Passage to read Start Marker

New York’s Small Landlords Protest for the Right to Exclude

Landlords with fewer properties say rent stabilization, eviction moratoriums, and rising costs for repairs and maintenance are making it impossible for them to keep their businesses going.

2 minute read

November 17, 2022, 6:00 AM PST

By Diana Ionescu @aworkoffiction


Multicolored four-story New York City buildings with storefronts on ground floor

Andrew F. Kazmierski / New York City apartment buildings

An increasingly vocal new political identity is emerging among New York City property owners, writes Molly Osberg in Curbed: the “underdog landlord,” the small-scale property owners who feel cheated by renter protections and ignored by the city.

“In the nearly three years since the start of the COVID-19 pandemic, millions of tenants have engaged in rent strikes, whether declared or de facto, while membership in tenant unions and building associations ballooned. Somewhere in all of this tension between renters and owners, more landlords began to publicly embrace the language of a protected class being ignored, or worse, by its elected officials.”

According to Osberg, “An estimated 28 percent of New York City’s 2.3 million rental units are held by landlords who own fewer than five properties, which is what passes for a mom-and-pop shop in a city of megadevelopers and private-equity ownership.” Landlords have organized online campaigns and protests and filed lawsuits to challenge New York renter protection laws, arguing that they violate their Fifth Amendment rights and essentially constitute a taking of their property, forcing them to continue renting when they don’t want or can't afford to.

Passage to read End Marker
Listed entries Start Marker

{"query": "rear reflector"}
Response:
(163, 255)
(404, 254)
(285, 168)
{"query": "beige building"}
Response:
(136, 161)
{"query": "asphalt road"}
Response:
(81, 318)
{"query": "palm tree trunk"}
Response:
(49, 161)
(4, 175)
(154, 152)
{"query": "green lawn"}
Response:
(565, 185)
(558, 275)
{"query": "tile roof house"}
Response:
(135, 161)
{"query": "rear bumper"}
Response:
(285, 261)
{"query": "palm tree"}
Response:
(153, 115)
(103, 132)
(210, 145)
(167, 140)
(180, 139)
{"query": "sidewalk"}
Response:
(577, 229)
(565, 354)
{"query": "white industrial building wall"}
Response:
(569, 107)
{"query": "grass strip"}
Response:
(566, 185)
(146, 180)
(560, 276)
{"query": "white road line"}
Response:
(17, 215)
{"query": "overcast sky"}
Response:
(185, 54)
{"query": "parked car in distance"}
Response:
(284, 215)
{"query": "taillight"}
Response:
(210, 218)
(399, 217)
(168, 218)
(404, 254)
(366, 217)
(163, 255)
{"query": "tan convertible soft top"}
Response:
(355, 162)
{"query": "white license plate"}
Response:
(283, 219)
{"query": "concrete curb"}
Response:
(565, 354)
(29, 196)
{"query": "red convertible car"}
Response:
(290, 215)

Listed entries End Marker
Listed entries Start Marker

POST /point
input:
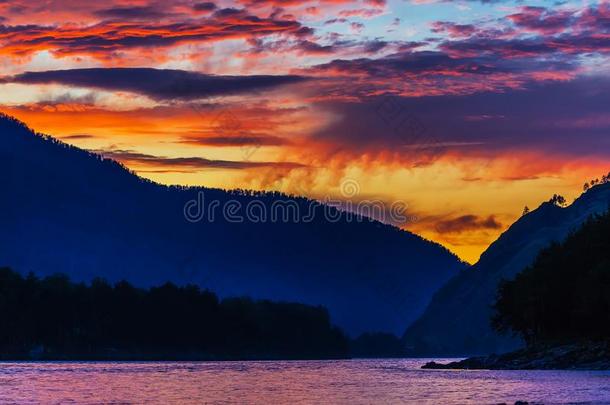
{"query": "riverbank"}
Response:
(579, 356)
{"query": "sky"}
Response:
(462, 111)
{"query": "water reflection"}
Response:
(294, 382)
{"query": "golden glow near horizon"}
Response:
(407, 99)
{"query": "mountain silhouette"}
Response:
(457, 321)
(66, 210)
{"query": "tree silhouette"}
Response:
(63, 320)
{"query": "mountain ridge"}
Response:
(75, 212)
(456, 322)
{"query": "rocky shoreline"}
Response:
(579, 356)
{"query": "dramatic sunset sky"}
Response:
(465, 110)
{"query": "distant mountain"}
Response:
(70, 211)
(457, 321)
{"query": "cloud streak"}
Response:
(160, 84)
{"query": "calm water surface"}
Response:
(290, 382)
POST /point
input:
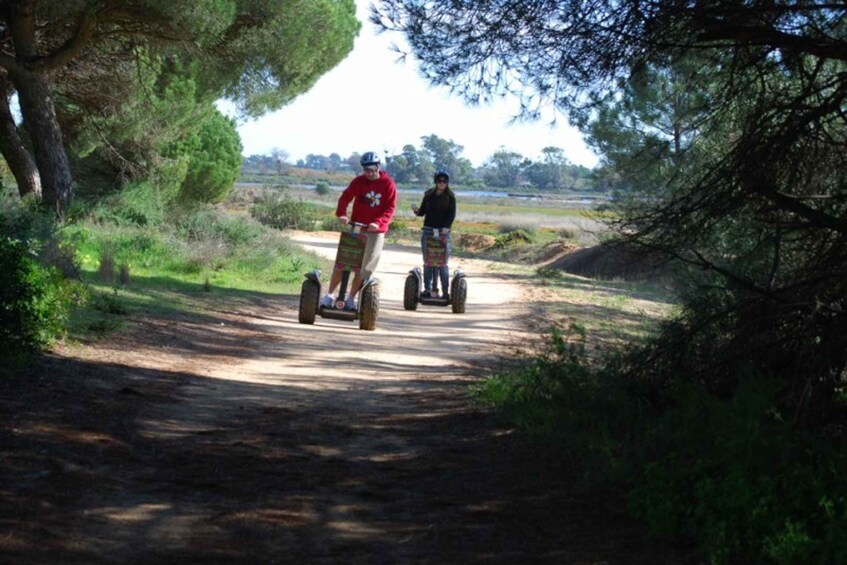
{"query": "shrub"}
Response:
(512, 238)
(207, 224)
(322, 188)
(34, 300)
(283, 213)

Listed entries End Marker
Listed entries Start Marker

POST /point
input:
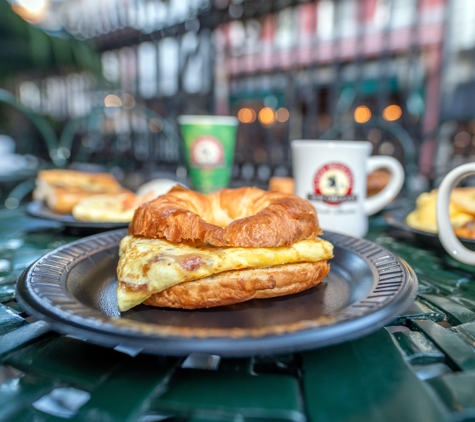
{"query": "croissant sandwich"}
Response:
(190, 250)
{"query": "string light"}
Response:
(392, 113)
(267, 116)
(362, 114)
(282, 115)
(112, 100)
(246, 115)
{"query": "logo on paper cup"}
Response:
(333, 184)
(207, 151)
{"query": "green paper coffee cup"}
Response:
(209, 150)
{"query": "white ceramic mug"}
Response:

Listed entries End Marker

» Actions to take
**1)** According to the article on New York's small landlords, what share of New York City's rental units is estimated to be held by landlords who own fewer than five properties?
**2)** Transcribe the stretch of the article on New York's small landlords from "By Diana Ionescu" through "by the city.".
The data are not relevant here and may be disregarded.

» Outputs in order
**1)** An estimated 28 percent.

**2)**
By Diana Ionescu @aworkoffiction


Multicolored four-story New York City buildings with storefronts on ground floor

Andrew F. Kazmierski / New York City apartment buildings

An increasingly vocal new political identity is emerging among New York City property owners, writes Molly Osberg in Curbed: the “underdog landlord,” the small-scale property owners who feel cheated by renter protections and ignored by the city.